═══ TEXT EXCERPT

Global learners function in a much more all-or-nothing fashion. They absorb information almost randomly, in no apparent logical sequence. In consequence, when they are first learning a subject nothing may make sense to them, and they may be incapable of solving trivially simple problems. But then at some point a key piece of data is taken in, a critical connection is made, the light bulb goes on, and they "get it." They may be fuzzy about details after that, but they see the big picture in a way that most sequential learners never achieve. Thereafter, when presented with new material that they can fit into this picture they may appear to assimilate it instantly, and when solving problems they may leap directly to the solution without seeming to go through the required intermediate steps. They may also see surprising connections between newly-learned material and material from other subjects and disciplines.

══════
═══ INFORMATION

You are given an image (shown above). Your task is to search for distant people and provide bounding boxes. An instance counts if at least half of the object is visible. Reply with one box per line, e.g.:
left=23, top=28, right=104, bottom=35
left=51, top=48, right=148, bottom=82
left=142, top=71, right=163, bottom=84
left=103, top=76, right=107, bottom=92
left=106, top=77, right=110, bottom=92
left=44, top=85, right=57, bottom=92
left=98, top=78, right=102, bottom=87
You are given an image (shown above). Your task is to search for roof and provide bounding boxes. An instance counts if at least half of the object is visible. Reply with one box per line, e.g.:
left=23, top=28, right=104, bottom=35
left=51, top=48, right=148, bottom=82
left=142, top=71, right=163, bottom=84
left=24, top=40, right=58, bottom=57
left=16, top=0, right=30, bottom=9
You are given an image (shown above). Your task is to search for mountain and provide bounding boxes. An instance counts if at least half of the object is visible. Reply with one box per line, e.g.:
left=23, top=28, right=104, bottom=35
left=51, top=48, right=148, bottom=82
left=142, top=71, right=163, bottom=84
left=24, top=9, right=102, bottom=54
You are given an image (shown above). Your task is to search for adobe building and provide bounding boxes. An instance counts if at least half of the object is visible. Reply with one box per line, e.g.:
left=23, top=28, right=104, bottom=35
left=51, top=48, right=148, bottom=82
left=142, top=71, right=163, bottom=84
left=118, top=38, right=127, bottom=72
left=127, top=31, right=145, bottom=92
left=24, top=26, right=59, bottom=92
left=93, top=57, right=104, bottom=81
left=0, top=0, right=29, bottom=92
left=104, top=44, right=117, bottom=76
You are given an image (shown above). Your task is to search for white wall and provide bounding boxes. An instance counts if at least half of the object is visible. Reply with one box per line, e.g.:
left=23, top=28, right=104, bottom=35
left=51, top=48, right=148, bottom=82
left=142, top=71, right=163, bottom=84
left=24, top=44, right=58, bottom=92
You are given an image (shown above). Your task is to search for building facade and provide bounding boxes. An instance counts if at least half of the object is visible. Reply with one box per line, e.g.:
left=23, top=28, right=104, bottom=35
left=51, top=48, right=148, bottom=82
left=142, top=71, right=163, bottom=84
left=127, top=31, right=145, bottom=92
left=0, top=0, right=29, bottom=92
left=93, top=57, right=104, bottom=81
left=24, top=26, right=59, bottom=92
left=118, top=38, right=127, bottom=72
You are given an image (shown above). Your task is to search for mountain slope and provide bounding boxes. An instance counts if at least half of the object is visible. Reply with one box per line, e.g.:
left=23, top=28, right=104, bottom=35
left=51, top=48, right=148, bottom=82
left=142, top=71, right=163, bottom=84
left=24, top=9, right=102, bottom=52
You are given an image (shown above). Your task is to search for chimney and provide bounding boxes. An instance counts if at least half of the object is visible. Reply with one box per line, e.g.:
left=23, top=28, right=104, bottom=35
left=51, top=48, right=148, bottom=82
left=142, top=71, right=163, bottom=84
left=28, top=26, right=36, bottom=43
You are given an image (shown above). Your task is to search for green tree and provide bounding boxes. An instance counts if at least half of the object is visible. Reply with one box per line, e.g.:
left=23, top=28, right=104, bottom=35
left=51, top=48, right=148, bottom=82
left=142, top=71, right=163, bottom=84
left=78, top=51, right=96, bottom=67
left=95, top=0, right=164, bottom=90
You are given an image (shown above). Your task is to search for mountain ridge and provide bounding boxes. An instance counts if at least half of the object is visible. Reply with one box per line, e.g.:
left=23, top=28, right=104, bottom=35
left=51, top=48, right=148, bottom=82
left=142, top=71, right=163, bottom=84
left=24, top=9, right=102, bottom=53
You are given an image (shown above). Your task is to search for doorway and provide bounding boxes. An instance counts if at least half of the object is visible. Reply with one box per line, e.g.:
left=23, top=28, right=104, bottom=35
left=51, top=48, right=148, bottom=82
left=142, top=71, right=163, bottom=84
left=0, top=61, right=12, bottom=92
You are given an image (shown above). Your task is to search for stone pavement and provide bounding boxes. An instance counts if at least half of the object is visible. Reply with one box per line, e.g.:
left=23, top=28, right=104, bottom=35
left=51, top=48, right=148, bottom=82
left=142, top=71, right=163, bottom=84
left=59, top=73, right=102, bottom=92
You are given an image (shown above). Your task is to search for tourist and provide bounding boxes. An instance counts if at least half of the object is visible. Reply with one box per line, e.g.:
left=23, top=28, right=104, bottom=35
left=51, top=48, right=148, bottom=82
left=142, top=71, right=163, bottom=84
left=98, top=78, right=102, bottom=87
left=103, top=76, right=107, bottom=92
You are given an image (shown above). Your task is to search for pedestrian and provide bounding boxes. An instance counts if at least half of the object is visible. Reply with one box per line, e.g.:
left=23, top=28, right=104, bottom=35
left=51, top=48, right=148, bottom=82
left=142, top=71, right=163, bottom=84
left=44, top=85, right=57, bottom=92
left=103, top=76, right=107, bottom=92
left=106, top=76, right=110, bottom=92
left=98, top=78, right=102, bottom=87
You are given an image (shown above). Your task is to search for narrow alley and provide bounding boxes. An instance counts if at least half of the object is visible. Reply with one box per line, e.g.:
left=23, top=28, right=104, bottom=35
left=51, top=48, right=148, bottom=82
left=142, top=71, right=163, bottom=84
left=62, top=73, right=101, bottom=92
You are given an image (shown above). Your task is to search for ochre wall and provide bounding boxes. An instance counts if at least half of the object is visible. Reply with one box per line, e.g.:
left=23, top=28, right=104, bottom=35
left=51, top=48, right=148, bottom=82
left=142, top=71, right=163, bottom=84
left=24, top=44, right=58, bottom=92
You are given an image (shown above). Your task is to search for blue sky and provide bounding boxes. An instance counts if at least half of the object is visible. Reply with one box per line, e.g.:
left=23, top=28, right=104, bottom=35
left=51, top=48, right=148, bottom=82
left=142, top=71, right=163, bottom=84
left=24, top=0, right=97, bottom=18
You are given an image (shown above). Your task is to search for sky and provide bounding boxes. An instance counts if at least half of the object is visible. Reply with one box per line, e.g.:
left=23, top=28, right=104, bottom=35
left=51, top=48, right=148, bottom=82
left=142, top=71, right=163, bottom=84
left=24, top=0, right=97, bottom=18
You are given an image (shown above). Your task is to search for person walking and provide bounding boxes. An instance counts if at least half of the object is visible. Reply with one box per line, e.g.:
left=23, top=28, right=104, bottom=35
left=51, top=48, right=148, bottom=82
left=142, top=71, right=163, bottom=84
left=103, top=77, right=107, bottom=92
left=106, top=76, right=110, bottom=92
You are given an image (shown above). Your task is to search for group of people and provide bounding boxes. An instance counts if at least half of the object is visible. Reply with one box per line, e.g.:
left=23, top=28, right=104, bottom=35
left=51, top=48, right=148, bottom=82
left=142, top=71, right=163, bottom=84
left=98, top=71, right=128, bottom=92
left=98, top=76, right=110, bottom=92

══════

### WORK INSTRUCTIONS
Continue the passage on global learners, beginning right after its final sentence.

### REPLY TO THE TASK
Strongly global learners often have difficulty in school. Before they make their mental breakthrough in a given subject, their struggle to solve problems that their sequential counterparts handle with ease makes them feel stupid. Even after they make breakthroughs, their inability to explain their problem-solving processes can get them into trouble, as when Glenda was suspected of cheating. These difficulties---which most of them experience from the first grade on---are truly unfortunate, since global learners collectively constitute one of society's most valuable and underutilized resources. If they are allowed to progress in their seemingly disjointed manner, some of them will go on to become our most creative researchers, our systems analysts---our global thinkers.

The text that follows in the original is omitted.